Studio album by Robin Thicke
- Released: October 15, 2002
- Studios: Blue Jay Studios; Westlake Audio; Record Plant Studios (Los Angeles, California);
- Genres: Soul; R&B;
- Length: 55:06
- Labels: NuAmerica; Interscope;
- Producers: Robin Thicke; Pro Jay;

Robin Thicke chronology
|  | A Beautiful World (2002) | The Evolution of Robin Thicke (2006) |

Singles from A Beautiful World
- "When I Get You Alone" Released: September 23, 2002; "Brand New Jones" Released: 2003;

= A Beautiful World =

A Beautiful World is the debut studio album by American singer-songwriter Robin Thicke, then known simply as Thicke. Originally released on October 15, 2002, the album went under the name Cherry Blue Skies but was later renamed and reissued in April 2003, featuring the two extra tracks.Thicke approached the album experimentally, incorporating diverse musical styles and later describing it as an expression of the "limitless possibilities of music." The woman featured on the cover of the album is Paula Patton, who was Thicke's then-girlfriend.

Critics praised A Beautiful World for its eclectic blend of rock, soul, jazz, hip-hop, and 1970s influences, as well as Thicke’s falsetto and songwriting, though some found the album uneven and overly polished. Commercially, it peaked at number 152 on the US Billboard 200 and number four on the Heatseekers Albums chart, selling approximately 119,000 copies in the United States by January 2012. Lead single "When I Get You Alone," released in September 2002, became a top-20 hit in Australia, Flanders, Italy, the Netherlands, and New Zealand, entering the top 10 in the latter two regions.

==Background==
Before releasing his own music, Thicke established himself in the late 1990s as a songwriter and producer, contributing to albums by artists including Brandy, Mýa, Jordan Knight, Christina Aguilera, and others. Raised in Los Angeles by actress-singer Gloria Loring and actor Alan Thicke, he began pursuing music as a teenager and signed his first recording contract with Interscope Records at 16 after gaining the attention of R&B singer Brian McKnight. After leaving his initial deal anda subsequent association with Tommy Mottola and Epic Records, Thicke focused on developing material for his debut album, initially intending to finance the project himself.

While developing the album, Thicke began working with veteran producer and label executive Andre Harrell and, under his guidance, eventually re-signed with Interscope in 2001 through Harrell's and Kenneth "Babyface" Edmonds' Nu America imprint label in 2001. Describing his approach to the album's creation, Thicke told Billboard: "I had no idea what I was doing while I was doing it. I just made decisions based on what sounds good and feels good." He explained that he freely incorporated different styles, following ideas ranging from rock guitar riffs to hip-hop drum beats. Reflecting on the album in 2008, Thicke described it as an "expression and the limitless possibilities of music," adding that he had "tried to do anything and everything on it."

#### Instructions to follow
Could you copy word for word the passage of the album article that opens with the words "Singles from A" and closes with "was Thicke's then-girlfriend."?

#### Data supplied
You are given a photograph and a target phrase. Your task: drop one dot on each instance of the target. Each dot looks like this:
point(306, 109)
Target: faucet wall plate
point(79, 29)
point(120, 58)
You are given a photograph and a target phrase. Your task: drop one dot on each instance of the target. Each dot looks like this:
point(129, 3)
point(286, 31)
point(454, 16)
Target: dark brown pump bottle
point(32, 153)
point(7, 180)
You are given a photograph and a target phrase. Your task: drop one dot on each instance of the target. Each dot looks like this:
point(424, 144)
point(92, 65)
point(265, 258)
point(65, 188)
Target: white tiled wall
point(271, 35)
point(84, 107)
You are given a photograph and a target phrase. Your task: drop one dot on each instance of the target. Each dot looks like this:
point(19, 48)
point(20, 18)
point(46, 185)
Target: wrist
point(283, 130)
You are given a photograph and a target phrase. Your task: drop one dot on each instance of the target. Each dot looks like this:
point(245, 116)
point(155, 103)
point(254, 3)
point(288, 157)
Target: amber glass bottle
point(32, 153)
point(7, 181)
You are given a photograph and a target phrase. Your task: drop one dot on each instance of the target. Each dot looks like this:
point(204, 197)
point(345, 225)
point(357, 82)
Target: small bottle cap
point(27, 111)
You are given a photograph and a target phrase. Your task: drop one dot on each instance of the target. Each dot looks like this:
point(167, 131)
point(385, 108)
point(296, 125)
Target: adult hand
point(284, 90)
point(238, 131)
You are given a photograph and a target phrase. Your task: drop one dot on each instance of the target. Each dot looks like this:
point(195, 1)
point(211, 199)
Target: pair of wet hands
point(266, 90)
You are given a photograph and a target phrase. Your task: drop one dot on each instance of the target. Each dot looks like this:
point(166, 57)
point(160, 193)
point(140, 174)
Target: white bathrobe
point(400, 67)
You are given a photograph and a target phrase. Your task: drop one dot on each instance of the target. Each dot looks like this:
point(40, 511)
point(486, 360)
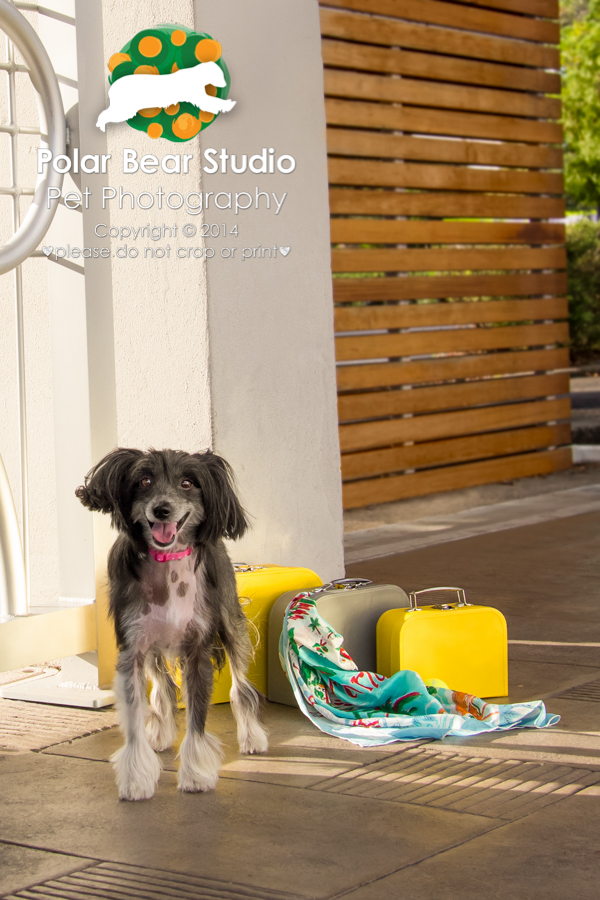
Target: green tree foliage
point(583, 270)
point(580, 55)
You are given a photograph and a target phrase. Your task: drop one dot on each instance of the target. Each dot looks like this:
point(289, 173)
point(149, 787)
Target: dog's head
point(166, 497)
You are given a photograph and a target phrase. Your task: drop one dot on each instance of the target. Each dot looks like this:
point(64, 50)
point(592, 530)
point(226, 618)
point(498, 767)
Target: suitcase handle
point(246, 567)
point(342, 584)
point(462, 600)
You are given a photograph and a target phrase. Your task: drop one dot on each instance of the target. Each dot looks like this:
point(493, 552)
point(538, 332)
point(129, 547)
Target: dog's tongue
point(164, 532)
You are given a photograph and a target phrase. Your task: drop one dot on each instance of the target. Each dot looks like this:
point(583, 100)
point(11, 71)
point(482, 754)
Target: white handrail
point(53, 132)
point(28, 235)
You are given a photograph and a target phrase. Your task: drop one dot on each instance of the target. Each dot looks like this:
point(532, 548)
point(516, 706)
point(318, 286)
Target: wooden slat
point(448, 478)
point(435, 13)
point(423, 315)
point(436, 426)
point(383, 89)
point(449, 341)
point(356, 290)
point(450, 69)
point(350, 142)
point(377, 404)
point(441, 178)
point(389, 33)
point(346, 201)
point(358, 114)
point(443, 453)
point(384, 231)
point(548, 9)
point(428, 371)
point(452, 260)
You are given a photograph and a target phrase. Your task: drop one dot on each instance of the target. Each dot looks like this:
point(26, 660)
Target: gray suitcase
point(352, 606)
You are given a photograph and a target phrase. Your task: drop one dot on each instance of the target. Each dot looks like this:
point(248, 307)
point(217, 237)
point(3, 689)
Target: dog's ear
point(223, 514)
point(106, 488)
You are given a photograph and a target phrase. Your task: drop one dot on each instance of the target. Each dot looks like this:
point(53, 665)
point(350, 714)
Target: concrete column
point(271, 318)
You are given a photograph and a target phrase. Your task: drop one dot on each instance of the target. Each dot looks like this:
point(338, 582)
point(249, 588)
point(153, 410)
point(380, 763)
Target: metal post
point(16, 199)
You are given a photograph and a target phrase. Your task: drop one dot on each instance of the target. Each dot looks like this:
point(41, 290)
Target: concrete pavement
point(509, 815)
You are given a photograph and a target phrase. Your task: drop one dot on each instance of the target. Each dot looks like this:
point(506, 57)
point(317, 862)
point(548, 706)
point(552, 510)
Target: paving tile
point(550, 744)
point(536, 680)
point(298, 756)
point(498, 788)
point(552, 854)
point(561, 653)
point(24, 866)
point(280, 838)
point(547, 573)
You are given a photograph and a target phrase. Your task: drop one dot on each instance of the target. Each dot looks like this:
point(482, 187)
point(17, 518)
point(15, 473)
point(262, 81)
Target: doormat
point(498, 788)
point(35, 726)
point(116, 880)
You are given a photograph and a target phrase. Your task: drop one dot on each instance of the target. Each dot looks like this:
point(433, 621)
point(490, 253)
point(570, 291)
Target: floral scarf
point(370, 709)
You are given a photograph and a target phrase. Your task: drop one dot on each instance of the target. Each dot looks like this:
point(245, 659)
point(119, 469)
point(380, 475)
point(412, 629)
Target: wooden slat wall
point(445, 176)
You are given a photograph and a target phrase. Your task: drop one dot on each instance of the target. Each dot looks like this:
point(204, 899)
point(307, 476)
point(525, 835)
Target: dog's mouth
point(164, 533)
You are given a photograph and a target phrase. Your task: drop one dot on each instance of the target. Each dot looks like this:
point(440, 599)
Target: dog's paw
point(161, 732)
point(254, 739)
point(200, 760)
point(194, 784)
point(137, 770)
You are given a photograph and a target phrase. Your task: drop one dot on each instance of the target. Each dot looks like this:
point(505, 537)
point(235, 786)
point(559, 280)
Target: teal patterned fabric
point(369, 709)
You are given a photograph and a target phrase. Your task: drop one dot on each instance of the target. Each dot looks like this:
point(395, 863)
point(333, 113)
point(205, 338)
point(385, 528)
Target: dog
point(173, 595)
point(134, 92)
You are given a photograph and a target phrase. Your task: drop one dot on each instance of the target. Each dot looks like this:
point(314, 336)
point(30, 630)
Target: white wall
point(145, 353)
point(271, 320)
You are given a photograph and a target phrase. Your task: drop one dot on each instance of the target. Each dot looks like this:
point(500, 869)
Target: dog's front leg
point(245, 699)
point(200, 754)
point(136, 765)
point(161, 727)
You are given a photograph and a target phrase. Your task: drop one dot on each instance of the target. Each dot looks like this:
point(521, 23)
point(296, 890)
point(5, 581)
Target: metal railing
point(14, 552)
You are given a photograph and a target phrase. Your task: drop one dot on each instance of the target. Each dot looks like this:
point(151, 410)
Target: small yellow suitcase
point(459, 643)
point(258, 589)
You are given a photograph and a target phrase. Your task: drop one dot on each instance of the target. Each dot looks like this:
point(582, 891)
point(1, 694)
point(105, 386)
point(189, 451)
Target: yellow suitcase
point(258, 588)
point(461, 644)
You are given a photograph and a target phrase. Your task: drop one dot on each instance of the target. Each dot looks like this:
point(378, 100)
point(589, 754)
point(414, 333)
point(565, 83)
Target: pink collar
point(167, 557)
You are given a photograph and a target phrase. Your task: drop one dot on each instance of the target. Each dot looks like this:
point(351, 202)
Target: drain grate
point(124, 882)
point(589, 692)
point(33, 726)
point(498, 788)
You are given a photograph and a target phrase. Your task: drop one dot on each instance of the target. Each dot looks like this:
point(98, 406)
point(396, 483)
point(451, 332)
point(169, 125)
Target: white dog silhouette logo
point(169, 82)
point(134, 92)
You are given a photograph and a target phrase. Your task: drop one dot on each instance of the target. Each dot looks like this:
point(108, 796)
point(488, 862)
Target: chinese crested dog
point(173, 595)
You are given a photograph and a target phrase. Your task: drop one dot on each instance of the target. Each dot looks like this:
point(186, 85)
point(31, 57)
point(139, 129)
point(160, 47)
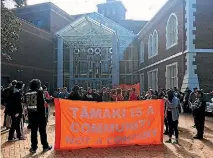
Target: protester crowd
point(21, 106)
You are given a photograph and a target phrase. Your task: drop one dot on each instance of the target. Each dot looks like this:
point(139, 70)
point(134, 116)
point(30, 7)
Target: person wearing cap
point(15, 110)
point(89, 96)
point(172, 115)
point(7, 94)
point(133, 95)
point(75, 93)
point(192, 98)
point(198, 108)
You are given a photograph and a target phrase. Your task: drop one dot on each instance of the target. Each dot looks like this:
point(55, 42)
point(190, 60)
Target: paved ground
point(187, 148)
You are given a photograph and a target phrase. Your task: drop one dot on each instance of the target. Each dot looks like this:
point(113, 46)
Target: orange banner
point(127, 87)
point(90, 124)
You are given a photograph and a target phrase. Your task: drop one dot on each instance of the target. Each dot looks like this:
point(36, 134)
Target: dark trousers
point(166, 124)
point(193, 114)
point(43, 134)
point(199, 124)
point(15, 127)
point(5, 115)
point(173, 125)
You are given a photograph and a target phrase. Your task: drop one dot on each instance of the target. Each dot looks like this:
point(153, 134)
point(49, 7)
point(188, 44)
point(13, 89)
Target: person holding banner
point(133, 95)
point(172, 115)
point(35, 102)
point(118, 96)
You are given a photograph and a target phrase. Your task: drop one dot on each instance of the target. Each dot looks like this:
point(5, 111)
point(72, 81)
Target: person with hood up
point(36, 106)
point(15, 110)
point(133, 95)
point(75, 93)
point(198, 108)
point(89, 96)
point(172, 115)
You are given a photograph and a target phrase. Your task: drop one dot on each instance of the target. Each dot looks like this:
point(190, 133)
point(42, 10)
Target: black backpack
point(8, 94)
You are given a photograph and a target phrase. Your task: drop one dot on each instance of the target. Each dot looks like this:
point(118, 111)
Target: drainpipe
point(183, 42)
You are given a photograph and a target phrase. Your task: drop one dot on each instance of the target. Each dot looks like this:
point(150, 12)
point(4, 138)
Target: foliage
point(10, 29)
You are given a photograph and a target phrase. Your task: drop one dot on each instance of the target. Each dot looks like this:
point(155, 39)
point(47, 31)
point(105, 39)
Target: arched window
point(155, 43)
point(141, 52)
point(172, 31)
point(150, 46)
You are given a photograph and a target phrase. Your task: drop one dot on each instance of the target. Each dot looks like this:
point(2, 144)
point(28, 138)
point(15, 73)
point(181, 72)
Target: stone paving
point(187, 148)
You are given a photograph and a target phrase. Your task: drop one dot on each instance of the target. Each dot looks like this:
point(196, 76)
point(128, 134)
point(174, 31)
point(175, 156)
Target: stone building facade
point(36, 46)
point(175, 47)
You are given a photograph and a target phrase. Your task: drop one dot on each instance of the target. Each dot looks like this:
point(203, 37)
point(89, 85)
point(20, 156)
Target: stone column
point(60, 62)
point(115, 61)
point(71, 82)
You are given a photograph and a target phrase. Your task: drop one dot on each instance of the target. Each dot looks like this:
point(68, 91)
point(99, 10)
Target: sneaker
point(197, 137)
point(47, 149)
point(166, 133)
point(11, 140)
point(32, 150)
point(175, 142)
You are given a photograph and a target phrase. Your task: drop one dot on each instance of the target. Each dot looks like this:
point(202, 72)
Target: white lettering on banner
point(96, 128)
point(74, 111)
point(95, 113)
point(84, 113)
point(107, 128)
point(85, 127)
point(119, 128)
point(73, 127)
point(106, 114)
point(112, 140)
point(124, 113)
point(150, 110)
point(116, 113)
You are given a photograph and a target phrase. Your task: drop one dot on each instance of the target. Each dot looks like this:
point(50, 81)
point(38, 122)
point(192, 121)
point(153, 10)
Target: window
point(104, 67)
point(150, 46)
point(172, 31)
point(155, 43)
point(153, 79)
point(141, 52)
point(142, 82)
point(172, 76)
point(83, 67)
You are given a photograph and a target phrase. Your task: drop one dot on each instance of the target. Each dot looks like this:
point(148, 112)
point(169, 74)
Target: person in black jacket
point(15, 110)
point(198, 108)
point(7, 94)
point(37, 116)
point(89, 96)
point(75, 94)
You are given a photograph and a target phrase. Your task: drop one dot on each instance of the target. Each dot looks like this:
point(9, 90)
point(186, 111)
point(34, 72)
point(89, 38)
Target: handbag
point(8, 121)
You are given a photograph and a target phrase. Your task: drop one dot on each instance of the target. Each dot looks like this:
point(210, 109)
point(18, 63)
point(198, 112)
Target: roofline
point(112, 2)
point(79, 21)
point(115, 23)
point(162, 10)
point(27, 22)
point(50, 3)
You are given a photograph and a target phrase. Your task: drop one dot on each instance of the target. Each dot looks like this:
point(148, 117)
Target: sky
point(136, 9)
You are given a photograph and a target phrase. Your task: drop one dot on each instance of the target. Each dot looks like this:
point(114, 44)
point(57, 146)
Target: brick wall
point(204, 24)
point(205, 70)
point(159, 24)
point(34, 57)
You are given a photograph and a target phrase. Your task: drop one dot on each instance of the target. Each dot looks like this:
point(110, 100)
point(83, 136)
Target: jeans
point(173, 125)
point(15, 127)
point(43, 134)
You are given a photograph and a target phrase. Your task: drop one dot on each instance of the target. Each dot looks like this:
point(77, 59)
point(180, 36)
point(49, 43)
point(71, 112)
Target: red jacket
point(133, 96)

#### Full output
Singles from A Beautiful World
- "When I Get You Alone" Released: September 23, 2002; "Brand New Jones" Released: 2003;

= A Beautiful World =

A Beautiful World is the debut studio album by American singer-songwriter Robin Thicke, then known simply as Thicke. Originally released on October 15, 2002, the album went under the name Cherry Blue Skies but was later renamed and reissued in April 2003, featuring the two extra tracks.Thicke approached the album experimentally, incorporating diverse musical styles and later describing it as an expression of the "limitless possibilities of music." The woman featured on the cover of the album is Paula Patton, who was Thicke's then-girlfriend.